§ **Written problem**: Starting with the line that includes "Note to the class: find the man in", write out every remaining line of the records below exactly as it appears, leaving out any images.

[Dataset excerpt]
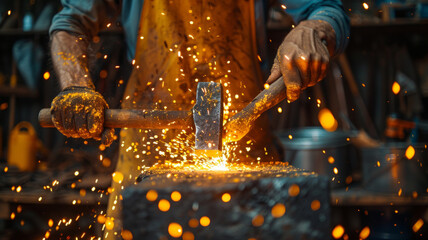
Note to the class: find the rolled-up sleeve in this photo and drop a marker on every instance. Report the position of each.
(330, 11)
(85, 17)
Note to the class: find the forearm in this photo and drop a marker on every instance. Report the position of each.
(69, 57)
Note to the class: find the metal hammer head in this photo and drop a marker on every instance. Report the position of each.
(208, 118)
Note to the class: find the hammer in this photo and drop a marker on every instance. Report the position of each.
(206, 117)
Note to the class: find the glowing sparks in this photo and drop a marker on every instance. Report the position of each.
(175, 230)
(294, 190)
(418, 225)
(164, 205)
(278, 210)
(205, 221)
(266, 86)
(151, 195)
(327, 120)
(338, 232)
(258, 220)
(226, 197)
(315, 205)
(176, 196)
(365, 233)
(365, 6)
(410, 152)
(46, 75)
(117, 177)
(396, 88)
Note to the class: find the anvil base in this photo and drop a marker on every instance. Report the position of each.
(250, 213)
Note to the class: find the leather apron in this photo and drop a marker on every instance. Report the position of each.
(182, 43)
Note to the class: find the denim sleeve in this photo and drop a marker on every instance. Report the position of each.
(85, 17)
(330, 11)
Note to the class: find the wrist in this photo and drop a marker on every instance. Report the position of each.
(324, 31)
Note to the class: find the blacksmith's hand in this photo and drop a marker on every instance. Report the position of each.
(78, 112)
(303, 56)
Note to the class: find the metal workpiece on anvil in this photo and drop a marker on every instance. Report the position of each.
(267, 201)
(208, 116)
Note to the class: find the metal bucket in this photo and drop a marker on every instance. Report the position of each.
(320, 151)
(386, 169)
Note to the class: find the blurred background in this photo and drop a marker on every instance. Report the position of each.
(365, 126)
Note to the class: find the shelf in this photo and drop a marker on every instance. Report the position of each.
(362, 197)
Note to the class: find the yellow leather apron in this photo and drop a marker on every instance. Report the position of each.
(182, 43)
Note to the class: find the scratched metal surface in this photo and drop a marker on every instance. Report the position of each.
(254, 191)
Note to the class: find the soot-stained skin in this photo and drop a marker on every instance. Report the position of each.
(78, 112)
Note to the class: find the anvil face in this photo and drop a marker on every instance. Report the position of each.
(208, 117)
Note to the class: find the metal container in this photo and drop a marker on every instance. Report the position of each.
(320, 151)
(386, 169)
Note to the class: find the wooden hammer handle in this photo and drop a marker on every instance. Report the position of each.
(263, 101)
(131, 118)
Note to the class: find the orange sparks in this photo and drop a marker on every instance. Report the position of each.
(205, 221)
(117, 177)
(176, 196)
(410, 152)
(365, 233)
(418, 224)
(46, 75)
(278, 210)
(258, 221)
(175, 230)
(226, 197)
(152, 195)
(327, 120)
(396, 88)
(294, 190)
(338, 232)
(315, 205)
(365, 6)
(164, 205)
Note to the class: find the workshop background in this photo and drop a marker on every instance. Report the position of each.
(370, 111)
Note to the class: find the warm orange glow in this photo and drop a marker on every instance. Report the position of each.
(175, 230)
(117, 177)
(164, 205)
(278, 210)
(418, 224)
(294, 190)
(396, 88)
(46, 75)
(109, 223)
(101, 219)
(266, 86)
(365, 233)
(327, 120)
(126, 235)
(193, 223)
(410, 152)
(338, 232)
(188, 236)
(258, 221)
(226, 197)
(205, 221)
(365, 6)
(176, 196)
(315, 205)
(152, 195)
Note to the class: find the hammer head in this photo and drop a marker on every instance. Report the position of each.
(208, 118)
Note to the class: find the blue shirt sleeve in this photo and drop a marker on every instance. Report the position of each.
(330, 11)
(85, 17)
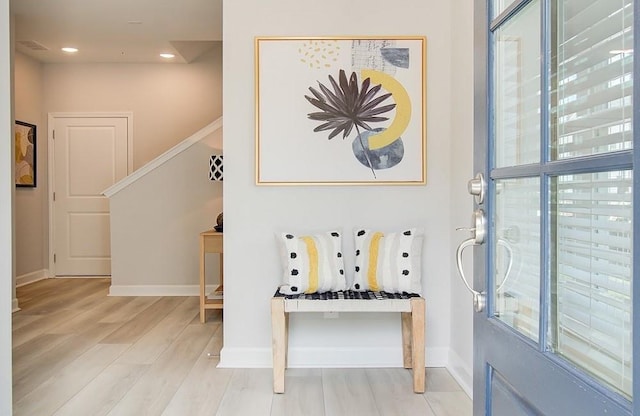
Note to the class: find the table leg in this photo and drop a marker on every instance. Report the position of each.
(202, 282)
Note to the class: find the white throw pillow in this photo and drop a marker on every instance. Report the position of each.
(389, 262)
(312, 263)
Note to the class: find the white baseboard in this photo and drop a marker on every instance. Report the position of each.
(461, 372)
(298, 357)
(158, 290)
(25, 279)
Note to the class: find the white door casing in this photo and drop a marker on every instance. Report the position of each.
(88, 154)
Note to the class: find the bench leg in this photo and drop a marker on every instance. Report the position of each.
(417, 344)
(406, 339)
(279, 344)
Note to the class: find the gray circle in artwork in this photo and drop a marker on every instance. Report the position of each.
(383, 158)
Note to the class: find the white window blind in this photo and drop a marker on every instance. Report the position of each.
(592, 213)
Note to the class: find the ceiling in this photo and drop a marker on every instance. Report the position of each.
(122, 31)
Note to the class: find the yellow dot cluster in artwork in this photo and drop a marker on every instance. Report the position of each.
(319, 54)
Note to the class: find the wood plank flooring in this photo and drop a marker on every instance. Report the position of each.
(77, 352)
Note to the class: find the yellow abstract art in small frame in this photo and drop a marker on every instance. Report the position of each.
(25, 145)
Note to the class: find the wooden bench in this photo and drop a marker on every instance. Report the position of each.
(410, 306)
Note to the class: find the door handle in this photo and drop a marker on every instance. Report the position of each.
(478, 232)
(479, 229)
(479, 298)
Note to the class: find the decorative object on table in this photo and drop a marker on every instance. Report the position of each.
(25, 162)
(216, 174)
(353, 107)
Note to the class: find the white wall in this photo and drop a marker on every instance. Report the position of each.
(253, 213)
(31, 214)
(7, 287)
(169, 102)
(461, 203)
(155, 222)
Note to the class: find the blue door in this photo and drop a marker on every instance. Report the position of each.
(554, 235)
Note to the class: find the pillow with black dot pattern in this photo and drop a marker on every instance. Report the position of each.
(389, 262)
(312, 263)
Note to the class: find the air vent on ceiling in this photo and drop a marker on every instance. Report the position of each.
(33, 45)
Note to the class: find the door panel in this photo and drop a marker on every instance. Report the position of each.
(90, 155)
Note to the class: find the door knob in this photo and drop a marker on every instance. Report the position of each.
(478, 233)
(477, 187)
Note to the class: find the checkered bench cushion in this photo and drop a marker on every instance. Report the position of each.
(348, 294)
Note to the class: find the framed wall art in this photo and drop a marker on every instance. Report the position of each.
(340, 110)
(25, 164)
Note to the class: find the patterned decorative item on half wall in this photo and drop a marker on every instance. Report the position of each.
(215, 168)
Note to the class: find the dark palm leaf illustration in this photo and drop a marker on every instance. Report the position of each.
(348, 106)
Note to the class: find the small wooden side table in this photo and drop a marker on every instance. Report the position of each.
(210, 242)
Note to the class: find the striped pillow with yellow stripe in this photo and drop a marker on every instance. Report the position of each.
(312, 263)
(389, 262)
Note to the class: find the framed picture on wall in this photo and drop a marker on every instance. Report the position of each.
(340, 110)
(25, 164)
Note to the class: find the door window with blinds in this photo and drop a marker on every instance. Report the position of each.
(563, 206)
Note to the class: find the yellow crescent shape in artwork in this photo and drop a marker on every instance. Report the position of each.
(403, 109)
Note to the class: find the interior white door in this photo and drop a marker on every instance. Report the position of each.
(90, 154)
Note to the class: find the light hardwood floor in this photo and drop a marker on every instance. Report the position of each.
(78, 352)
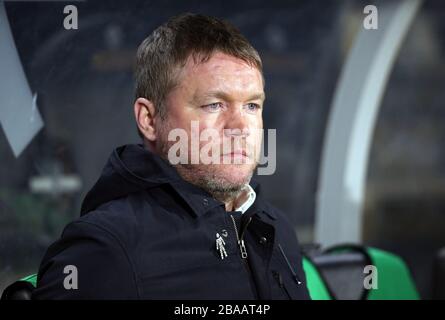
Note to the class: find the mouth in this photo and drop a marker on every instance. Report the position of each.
(238, 153)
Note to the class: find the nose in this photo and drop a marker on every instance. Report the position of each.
(237, 123)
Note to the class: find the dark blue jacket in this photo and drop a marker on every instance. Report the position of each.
(145, 233)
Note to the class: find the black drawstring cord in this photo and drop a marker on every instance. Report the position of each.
(294, 275)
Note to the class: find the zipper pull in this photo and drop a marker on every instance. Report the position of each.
(243, 249)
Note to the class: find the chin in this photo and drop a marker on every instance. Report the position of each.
(234, 174)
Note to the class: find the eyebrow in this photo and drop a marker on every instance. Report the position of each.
(225, 96)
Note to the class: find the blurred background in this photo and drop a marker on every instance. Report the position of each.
(81, 85)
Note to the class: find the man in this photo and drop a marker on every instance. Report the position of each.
(154, 228)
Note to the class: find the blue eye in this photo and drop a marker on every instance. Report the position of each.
(213, 107)
(252, 107)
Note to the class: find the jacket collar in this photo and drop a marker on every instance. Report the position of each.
(132, 168)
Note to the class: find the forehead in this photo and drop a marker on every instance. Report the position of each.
(221, 72)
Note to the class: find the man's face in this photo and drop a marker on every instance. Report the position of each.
(224, 94)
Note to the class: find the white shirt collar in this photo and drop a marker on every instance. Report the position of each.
(251, 196)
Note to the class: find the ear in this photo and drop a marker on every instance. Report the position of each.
(144, 112)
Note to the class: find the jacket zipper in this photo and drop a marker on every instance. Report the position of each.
(243, 251)
(240, 240)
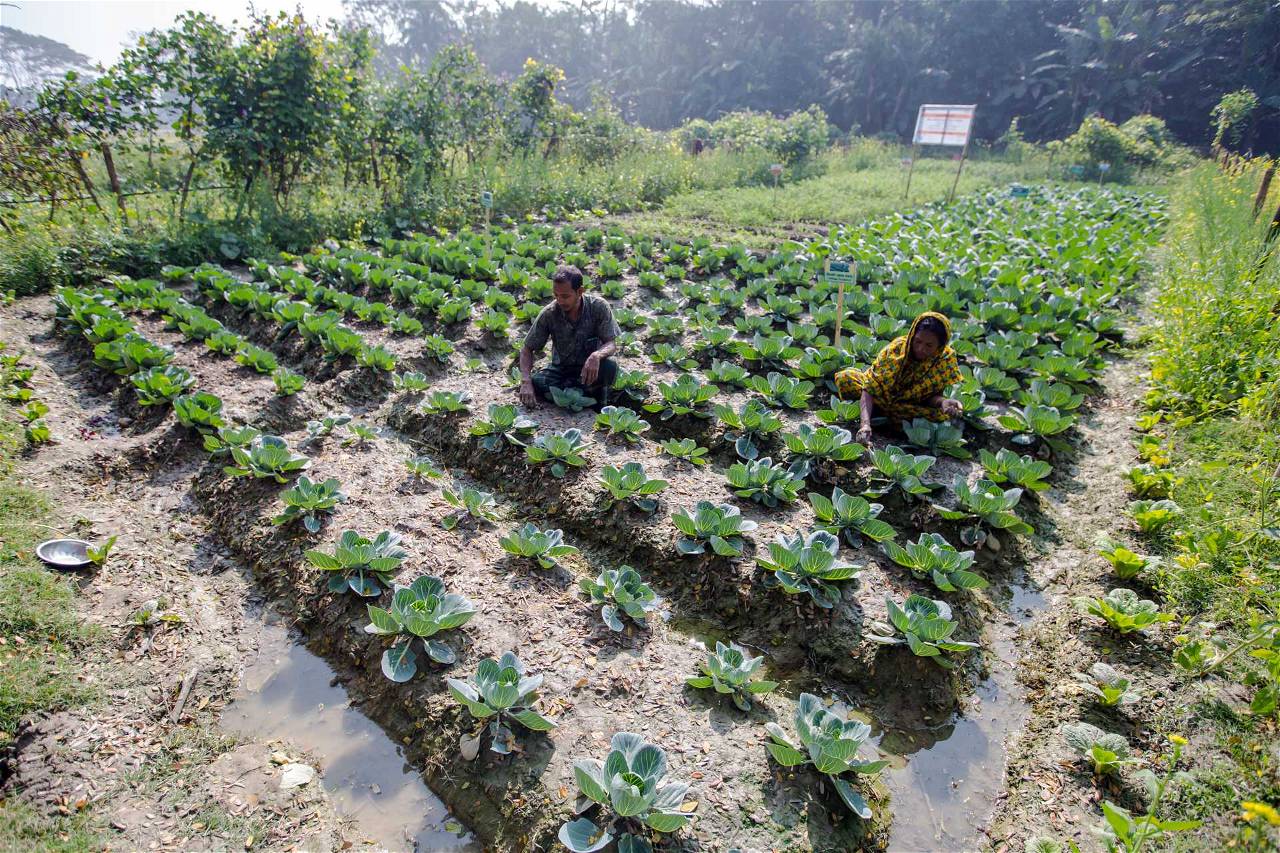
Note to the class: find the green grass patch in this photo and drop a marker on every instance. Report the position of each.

§ **Reply**:
Note to the class: find the man in this photo and drop a marker on every instance. Report the position of each.
(154, 228)
Note to the class: find the blue eye in this photo and drop a marker on every instance. Report the position of each.
(213, 107)
(252, 107)
Note to the class: find the jacket collar in this photo and drop a marker on every instance. Report the position of each.
(132, 168)
Note to the class: find the forehead in this photo and drop a marker on every instance. Report the position of each.
(221, 72)
Note to the class: find the man's face in this photo and drop a marker on every instance. Report the position of each.
(224, 94)
Note to the class: find the white shirt collar in this photo and drop a marker on every instance. Report the position of each.
(251, 196)
Note to the class: find the ear in this photo and drop a marker on every instance. Report the position of each.
(144, 112)
Note to the class: find the jacket zipper in this photo and drop a marker on every instance. Report the position of each.
(243, 251)
(240, 240)
Note to the class: find the green grass patch in this photo and drop a marker on every instance. Report the position of each.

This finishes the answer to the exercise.